Please retype all of the material below word for word, leaving out the pictures.

---- Given records

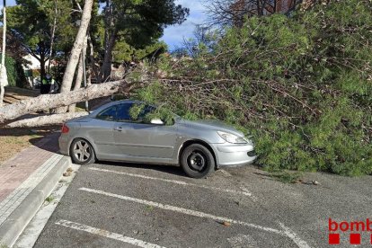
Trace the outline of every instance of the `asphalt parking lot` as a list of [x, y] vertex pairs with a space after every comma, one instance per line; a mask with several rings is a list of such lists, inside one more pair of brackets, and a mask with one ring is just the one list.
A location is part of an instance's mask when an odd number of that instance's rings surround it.
[[[329, 247], [329, 217], [372, 217], [371, 177], [306, 178], [320, 184], [252, 166], [202, 180], [177, 167], [82, 166], [34, 247]], [[349, 233], [337, 247], [350, 247]]]

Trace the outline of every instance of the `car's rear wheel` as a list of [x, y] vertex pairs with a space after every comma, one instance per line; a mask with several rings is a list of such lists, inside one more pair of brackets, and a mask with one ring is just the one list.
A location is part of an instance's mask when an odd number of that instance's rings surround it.
[[75, 138], [70, 146], [73, 162], [77, 164], [89, 164], [95, 162], [94, 150], [88, 141]]
[[187, 175], [193, 178], [208, 176], [215, 169], [212, 153], [200, 144], [187, 146], [181, 156], [181, 166]]

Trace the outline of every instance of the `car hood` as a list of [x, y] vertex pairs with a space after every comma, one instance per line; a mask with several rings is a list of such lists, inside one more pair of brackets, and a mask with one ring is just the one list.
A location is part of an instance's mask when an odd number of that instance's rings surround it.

--------

* Finished answer
Trace the outline of every instance of the `asphalt parking lot` as a list of [x, y] vertex pairs with a space after every comma, one instance per line; a mask with several rings is a list of such lists, inside one more pair of brackets, and a mask with one ring is just the one list.
A location is part of an instance's mask when an odd number of that instance's rings surround it.
[[[329, 247], [329, 217], [372, 217], [371, 177], [306, 178], [320, 184], [252, 166], [202, 180], [177, 167], [82, 166], [34, 247]], [[349, 233], [337, 247], [350, 247]]]

Trace the outline of every instance of the `car's rear wheel` as a list of [x, y] vertex pairs with a space after every comma, one instance per line; a mask with several rings is a list of such lists, inside one more pair of brackets, and a mask with one ring is just the one list.
A location is part of an instance's mask when an odd number of that instance's rings surround it.
[[75, 138], [70, 146], [73, 162], [77, 164], [89, 164], [95, 162], [94, 150], [88, 141]]
[[187, 175], [193, 178], [208, 176], [215, 169], [212, 153], [200, 144], [187, 146], [181, 156], [181, 166]]

Trace the outline of every instance of the `car hood` as a list of [x, y] vertex pairs with a space after every comma, one instance per line; a mask with several rings is a list of such lists, inside one more pair of brackets, and a mask with one ring is just the one list.
A location is part of an instance's mask when an odd number of that instance's rings surround it.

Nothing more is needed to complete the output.